» **What is required**
Reproduce the lines of the entries below without any change, starting with the line that contains "The automated pipeline tagged crowd" and going on through the line that contains "[1257,0,1315,358]", both included.

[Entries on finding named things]

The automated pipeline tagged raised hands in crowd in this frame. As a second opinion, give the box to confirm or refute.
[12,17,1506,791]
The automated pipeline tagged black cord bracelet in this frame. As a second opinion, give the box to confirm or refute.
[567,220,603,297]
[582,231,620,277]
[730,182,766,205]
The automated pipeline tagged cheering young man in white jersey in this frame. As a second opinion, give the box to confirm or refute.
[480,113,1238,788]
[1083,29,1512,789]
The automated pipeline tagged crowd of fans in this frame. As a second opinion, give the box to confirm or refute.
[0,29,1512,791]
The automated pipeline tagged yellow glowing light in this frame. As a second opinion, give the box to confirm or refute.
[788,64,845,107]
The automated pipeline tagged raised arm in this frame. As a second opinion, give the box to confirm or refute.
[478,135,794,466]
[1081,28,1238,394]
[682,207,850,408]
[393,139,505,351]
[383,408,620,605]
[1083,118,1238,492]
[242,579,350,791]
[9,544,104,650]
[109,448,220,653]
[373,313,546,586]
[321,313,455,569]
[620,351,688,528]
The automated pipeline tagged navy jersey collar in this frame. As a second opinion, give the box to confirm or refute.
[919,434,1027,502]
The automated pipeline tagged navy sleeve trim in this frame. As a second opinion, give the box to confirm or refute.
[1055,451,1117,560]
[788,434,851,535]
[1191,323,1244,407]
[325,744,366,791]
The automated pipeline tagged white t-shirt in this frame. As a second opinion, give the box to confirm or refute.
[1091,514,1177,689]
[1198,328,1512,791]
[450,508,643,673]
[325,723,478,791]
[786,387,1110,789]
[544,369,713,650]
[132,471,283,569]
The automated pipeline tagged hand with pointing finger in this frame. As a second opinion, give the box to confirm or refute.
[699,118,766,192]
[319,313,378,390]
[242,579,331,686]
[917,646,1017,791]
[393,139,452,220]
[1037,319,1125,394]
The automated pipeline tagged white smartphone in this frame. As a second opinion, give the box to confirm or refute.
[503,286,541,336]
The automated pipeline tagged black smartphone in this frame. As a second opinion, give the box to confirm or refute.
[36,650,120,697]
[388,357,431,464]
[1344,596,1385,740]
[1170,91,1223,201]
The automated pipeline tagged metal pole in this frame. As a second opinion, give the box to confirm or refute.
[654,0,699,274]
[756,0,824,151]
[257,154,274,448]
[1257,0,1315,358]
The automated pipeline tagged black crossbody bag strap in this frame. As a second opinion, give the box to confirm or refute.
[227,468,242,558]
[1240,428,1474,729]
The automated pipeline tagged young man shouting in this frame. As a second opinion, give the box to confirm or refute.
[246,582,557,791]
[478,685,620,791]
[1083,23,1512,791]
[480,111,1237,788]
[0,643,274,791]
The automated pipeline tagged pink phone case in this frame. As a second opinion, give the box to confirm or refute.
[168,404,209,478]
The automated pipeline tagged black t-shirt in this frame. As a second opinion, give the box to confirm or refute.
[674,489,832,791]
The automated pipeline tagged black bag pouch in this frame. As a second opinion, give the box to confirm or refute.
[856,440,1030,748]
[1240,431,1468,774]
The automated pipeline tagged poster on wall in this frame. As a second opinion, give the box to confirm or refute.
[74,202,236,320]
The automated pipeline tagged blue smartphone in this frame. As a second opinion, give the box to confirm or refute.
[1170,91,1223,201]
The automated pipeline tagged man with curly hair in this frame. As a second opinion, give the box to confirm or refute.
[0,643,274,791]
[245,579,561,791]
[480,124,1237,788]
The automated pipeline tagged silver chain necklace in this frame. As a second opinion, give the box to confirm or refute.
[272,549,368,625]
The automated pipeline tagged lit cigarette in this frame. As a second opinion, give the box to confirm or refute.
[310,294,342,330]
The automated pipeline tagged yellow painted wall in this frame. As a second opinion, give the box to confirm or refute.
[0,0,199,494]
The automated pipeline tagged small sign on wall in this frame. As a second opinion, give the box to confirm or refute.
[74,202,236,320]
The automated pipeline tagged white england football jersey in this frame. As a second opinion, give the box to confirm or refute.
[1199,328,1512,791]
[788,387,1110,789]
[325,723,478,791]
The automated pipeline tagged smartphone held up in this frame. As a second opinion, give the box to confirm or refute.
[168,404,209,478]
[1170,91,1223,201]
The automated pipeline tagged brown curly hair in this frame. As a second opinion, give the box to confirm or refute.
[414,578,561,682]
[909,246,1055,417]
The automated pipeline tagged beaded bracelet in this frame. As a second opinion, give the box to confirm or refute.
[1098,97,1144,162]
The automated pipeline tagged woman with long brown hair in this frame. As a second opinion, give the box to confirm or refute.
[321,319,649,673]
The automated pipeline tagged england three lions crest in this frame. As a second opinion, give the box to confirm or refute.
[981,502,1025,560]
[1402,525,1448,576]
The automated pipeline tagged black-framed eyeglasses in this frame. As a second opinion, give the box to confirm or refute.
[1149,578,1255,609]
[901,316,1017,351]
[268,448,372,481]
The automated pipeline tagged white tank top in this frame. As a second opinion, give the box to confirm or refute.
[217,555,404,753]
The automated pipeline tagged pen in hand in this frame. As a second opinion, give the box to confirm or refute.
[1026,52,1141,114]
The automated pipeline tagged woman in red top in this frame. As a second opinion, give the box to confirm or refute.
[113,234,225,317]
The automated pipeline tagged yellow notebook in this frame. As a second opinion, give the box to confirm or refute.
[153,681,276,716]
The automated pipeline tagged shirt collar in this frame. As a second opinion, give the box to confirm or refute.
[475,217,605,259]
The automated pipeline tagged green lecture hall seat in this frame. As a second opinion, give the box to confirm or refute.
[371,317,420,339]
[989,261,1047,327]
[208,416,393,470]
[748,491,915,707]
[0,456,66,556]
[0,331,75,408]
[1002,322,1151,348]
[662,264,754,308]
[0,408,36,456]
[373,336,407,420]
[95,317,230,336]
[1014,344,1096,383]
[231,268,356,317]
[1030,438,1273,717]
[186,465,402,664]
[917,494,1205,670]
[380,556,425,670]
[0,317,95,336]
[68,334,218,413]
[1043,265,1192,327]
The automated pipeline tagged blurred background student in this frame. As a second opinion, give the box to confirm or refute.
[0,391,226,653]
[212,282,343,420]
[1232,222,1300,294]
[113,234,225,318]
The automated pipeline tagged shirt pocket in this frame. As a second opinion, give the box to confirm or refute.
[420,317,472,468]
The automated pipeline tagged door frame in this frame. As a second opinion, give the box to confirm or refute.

» **Task result**
The automated pipeline tagged crowd of fans in this frame. As a second opinion, give the box to confirm or refute.
[0,29,1512,791]
The automated pipeline tagged yellow glowing light in this frame. As a second opinion, give the box to confirm or refute.
[788,64,845,107]
The automated pipeline tagged raised arm in this frame. As a second opinion, give the box to confirm or refute.
[478,135,794,466]
[1081,28,1238,394]
[682,207,850,408]
[393,139,505,351]
[383,408,620,605]
[1083,118,1238,492]
[242,579,350,791]
[9,544,104,650]
[109,448,220,653]
[373,313,546,586]
[321,313,455,569]
[620,351,688,528]
The automated pipeline tagged navy jersey collar in this frame. As a second opinion, give the box to confirm or refute.
[919,434,1027,502]
The automated pipeline tagged navy sleeve trim in this frame. As a second opinion, give the box to confirm or refute.
[1055,451,1117,560]
[788,434,851,535]
[1191,323,1244,407]
[325,744,366,791]
The automated pipeline tagged white t-shirt in this frame. As a second opinion, give the box to confirm or refute.
[1091,514,1177,689]
[1198,328,1512,791]
[450,508,643,673]
[325,723,478,791]
[786,387,1110,789]
[544,369,713,650]
[132,471,283,569]
The automated pipeline tagged hand with pointing finger in this frame. As a second opinion, give the box to confirm or refute.
[699,118,766,192]
[319,313,378,390]
[242,579,331,686]
[917,646,1017,791]
[393,139,452,220]
[1037,319,1125,394]
The automated pipeline tagged white smartphone in this frame. As a second opinion, give the box to confirm or refute.
[503,286,541,336]
The automated pipeline tagged black smartphone in this frame. As a second opinion, give the box to confirm or refute.
[36,650,120,697]
[388,357,431,464]
[1344,596,1385,740]
[1170,91,1223,201]
The automated pipeline tagged metal pole in this frame. As a second opinion, give the box to confirm or refute.
[654,0,699,274]
[756,0,824,151]
[257,154,274,448]
[1257,0,1315,358]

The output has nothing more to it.